>> Start Source records
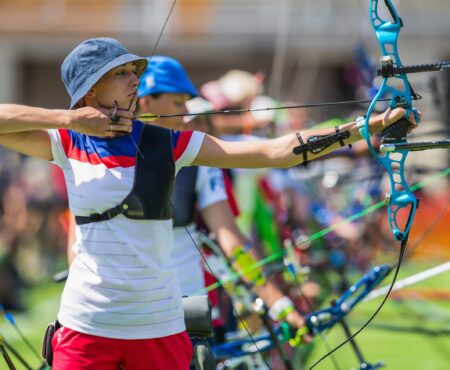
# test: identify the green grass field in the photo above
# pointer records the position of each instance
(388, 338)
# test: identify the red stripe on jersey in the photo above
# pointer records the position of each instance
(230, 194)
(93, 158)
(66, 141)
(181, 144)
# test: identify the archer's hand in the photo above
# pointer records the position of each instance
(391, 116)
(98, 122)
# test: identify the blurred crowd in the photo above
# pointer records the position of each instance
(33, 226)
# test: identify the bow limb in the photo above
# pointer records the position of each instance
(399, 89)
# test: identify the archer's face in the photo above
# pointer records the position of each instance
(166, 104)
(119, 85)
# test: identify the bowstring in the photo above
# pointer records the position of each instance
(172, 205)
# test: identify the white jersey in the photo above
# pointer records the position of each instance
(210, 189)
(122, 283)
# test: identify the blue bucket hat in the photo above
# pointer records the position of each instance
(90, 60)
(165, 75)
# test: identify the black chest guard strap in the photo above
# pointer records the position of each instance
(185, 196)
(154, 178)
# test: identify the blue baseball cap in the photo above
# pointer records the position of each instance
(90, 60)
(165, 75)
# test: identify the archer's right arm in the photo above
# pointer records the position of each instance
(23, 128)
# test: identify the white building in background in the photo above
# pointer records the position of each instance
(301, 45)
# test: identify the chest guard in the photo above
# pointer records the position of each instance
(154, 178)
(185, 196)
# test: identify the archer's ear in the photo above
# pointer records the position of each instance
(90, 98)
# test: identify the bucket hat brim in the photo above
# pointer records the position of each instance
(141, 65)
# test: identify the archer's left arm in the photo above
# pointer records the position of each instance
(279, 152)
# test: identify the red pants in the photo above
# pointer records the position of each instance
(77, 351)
>> End Source records
>> Start Source records
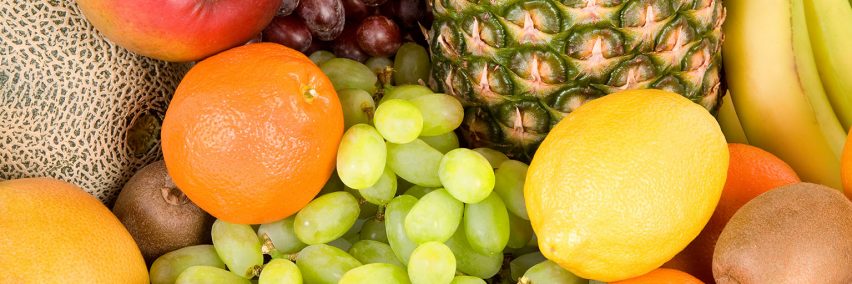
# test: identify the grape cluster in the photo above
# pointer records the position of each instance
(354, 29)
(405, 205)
>> End Source records
>> Start Source records
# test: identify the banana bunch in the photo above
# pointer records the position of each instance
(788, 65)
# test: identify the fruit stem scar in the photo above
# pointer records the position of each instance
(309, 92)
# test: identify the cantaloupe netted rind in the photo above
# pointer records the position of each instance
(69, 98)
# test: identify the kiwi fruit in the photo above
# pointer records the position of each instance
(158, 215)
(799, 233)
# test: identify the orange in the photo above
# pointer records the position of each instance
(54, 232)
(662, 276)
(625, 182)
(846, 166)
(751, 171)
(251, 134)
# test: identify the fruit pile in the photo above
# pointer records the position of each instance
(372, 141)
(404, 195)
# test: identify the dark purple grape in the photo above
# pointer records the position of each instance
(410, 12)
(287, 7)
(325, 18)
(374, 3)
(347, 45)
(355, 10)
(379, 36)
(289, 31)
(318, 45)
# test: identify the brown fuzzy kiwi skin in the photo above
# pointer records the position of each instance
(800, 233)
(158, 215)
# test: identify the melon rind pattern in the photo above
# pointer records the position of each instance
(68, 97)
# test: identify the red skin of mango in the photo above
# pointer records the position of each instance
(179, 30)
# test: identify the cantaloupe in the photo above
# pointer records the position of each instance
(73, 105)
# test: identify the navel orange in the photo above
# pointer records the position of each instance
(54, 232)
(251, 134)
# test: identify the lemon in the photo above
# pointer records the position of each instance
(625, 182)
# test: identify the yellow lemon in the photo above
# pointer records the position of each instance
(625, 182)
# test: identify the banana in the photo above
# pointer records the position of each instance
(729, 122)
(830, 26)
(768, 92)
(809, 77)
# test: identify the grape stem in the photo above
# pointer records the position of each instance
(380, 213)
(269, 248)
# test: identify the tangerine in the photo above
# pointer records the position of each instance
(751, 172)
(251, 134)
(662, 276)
>> End Source records
* _What is required_
Extract every line from the material above that contains the string "banana".

* _Exercise solution_
# test: identify the banana bunch in the photo above
# test: identify the banana in the photo above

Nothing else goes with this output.